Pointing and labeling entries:
┌────────

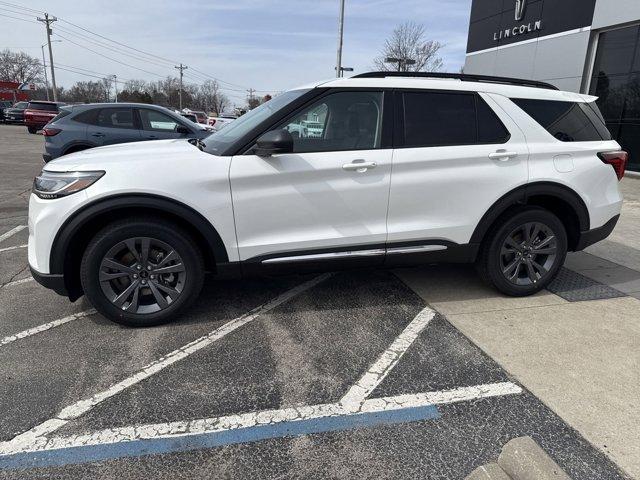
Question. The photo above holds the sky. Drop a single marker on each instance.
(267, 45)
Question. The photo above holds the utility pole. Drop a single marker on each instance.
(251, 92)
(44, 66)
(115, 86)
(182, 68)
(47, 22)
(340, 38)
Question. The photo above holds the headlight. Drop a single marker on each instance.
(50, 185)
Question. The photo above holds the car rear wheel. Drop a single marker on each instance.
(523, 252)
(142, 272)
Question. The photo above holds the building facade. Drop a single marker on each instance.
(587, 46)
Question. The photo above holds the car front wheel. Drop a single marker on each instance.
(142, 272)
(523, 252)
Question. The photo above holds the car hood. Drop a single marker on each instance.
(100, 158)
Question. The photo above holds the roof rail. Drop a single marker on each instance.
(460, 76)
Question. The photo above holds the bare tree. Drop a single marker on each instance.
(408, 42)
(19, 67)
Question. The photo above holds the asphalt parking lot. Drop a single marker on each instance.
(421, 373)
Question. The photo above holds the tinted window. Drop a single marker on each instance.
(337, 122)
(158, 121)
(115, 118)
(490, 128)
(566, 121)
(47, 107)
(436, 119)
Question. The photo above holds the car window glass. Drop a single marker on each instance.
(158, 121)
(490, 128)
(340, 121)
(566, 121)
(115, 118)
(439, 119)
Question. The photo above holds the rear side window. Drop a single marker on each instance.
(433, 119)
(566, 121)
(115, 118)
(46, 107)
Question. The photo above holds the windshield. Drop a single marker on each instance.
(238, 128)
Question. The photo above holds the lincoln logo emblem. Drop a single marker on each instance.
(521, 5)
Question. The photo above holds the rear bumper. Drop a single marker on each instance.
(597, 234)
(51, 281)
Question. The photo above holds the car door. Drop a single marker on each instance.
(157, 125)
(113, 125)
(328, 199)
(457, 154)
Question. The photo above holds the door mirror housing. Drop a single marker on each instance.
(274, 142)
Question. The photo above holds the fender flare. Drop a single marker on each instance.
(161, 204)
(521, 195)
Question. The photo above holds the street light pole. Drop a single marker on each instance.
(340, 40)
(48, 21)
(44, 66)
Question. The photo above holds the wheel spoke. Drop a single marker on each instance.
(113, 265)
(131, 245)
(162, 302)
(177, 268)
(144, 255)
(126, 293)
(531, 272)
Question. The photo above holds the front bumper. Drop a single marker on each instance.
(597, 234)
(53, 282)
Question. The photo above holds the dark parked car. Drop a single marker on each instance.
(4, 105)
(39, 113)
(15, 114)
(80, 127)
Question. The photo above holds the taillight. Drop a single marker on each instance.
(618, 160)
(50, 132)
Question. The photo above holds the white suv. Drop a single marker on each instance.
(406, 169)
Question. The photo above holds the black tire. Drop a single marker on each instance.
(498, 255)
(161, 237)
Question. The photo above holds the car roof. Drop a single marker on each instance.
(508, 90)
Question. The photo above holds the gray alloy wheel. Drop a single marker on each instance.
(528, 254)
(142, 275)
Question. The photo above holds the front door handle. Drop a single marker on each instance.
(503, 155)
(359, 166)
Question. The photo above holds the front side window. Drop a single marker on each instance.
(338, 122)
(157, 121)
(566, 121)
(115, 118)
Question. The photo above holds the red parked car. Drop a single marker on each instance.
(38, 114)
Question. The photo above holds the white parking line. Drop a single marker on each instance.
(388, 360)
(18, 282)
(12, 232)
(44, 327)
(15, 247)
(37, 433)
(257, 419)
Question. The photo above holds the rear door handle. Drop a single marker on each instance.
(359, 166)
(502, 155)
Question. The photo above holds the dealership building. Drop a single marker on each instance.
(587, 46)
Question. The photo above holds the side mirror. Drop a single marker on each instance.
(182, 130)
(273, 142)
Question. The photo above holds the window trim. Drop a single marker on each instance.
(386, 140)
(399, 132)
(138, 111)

└────────

» **Task statement**
Quote the entries above word for word. Leave the images out.

» **Exercise answer**
Question. The photo above holds the sky. Drop a single marker on each instance.
(267, 45)
Question. The photo above holds the utility pole. Drop a single marker on each instance.
(251, 92)
(44, 66)
(115, 86)
(182, 68)
(47, 22)
(340, 38)
Question. The photo above holds the headlight. Drop a single marker on each instance.
(50, 185)
Question. The photo above holds the car rear wheel. Drop a single marker on each instance.
(523, 252)
(142, 272)
Question. The photo above holds the building facade. Drop a single marker on each instance.
(587, 46)
Question. The photo above holds the car front wheel. Drop a single marker on each instance.
(142, 272)
(523, 252)
Question. The photo above holds the car hood. Drop a single marker on each instance.
(100, 158)
Question. The photo above holds the roof rail. Drop a single marker on each instance.
(460, 76)
Question. The photo above holds the bare tree. Drop a single marker on each instance.
(408, 42)
(19, 67)
Question. The photo above holds the asphalt parking lot. Drop a single marker on each instance.
(421, 373)
Question. The photo above holds the tinted window. Drop a single marker on each instance.
(337, 122)
(158, 121)
(115, 118)
(490, 128)
(566, 121)
(47, 107)
(436, 119)
Question. The photo above holds the car window glass. Drop a single marker on each instance.
(158, 121)
(490, 128)
(340, 121)
(566, 121)
(115, 118)
(439, 119)
Question. The photo above holds the rear side window. Drop a single marker on each instance.
(433, 119)
(566, 121)
(115, 118)
(46, 107)
Question. The photo above holds the windshield. Drop a single marker on each instance.
(238, 128)
Question. The photo above holds the lincoln logo emblem. Drop a single marker on each instance.
(521, 5)
Question. The photo above holds the rear bumper. Drop a single marker on each instance.
(597, 234)
(51, 281)
Question. The photo above holds the car door. Drop a single marker on each instance.
(157, 125)
(113, 125)
(328, 199)
(457, 154)
Question. The photo above holds the door mirror housing. Drop a single marker on each instance.
(274, 142)
Question. The photo above holds the fender flare. Drop a single marker on each instance.
(161, 204)
(521, 195)
Question. The photo above holds the street light pole. Drop a single marker on each instance.
(340, 40)
(48, 21)
(44, 66)
Question. The photo above holds the wheel spoke. Drop a single marker on each instance.
(113, 265)
(131, 245)
(162, 302)
(177, 268)
(144, 255)
(126, 293)
(531, 272)
Question. The photo above holds the front bumper. Drop a single marker on each instance.
(597, 234)
(53, 282)
Question. The photo above holds the dark parked car. Drop a single marker on each instance.
(4, 105)
(39, 113)
(15, 114)
(80, 127)
Question. The photo above holds the taillight. Drop a single marker on each instance.
(618, 160)
(50, 132)
Question. The photo above holds the white suv. Drop a single marker on each instance.
(406, 169)
Question. The photo above holds the black tire. Drop a single marker on each instance.
(498, 255)
(161, 237)
Question. The photo above holds the car roof. Drop a single marker on each instance.
(508, 90)
Question. The photo above holds the gray alloy wheel. Drop a single marker on each instance.
(528, 254)
(142, 275)
Question. The photo above holds the front door handle. Drop a single marker on each instance.
(503, 155)
(359, 166)
Question. The photo above holds the front side window. Drop a single marker on each instance.
(338, 122)
(157, 121)
(566, 121)
(115, 118)
Question. The photo above holds the red parked car. Drop a single marker on each instance.
(38, 114)
Question. The photo above holds the white parking line. Drop a single marker on each instance.
(388, 360)
(18, 282)
(12, 232)
(44, 327)
(15, 247)
(37, 433)
(257, 419)
Question. The photo above holds the rear door handle. Drop a single marker on each instance.
(359, 166)
(502, 155)
Question. The photo above holds the dealership building. Drop a single marker on each instance.
(587, 46)
Question. The photo above holds the side mirror. Drop a single marker on each instance.
(182, 130)
(273, 142)
Question. The photo above holds the window trim. Drop a single marker on each instance.
(386, 140)
(399, 132)
(138, 111)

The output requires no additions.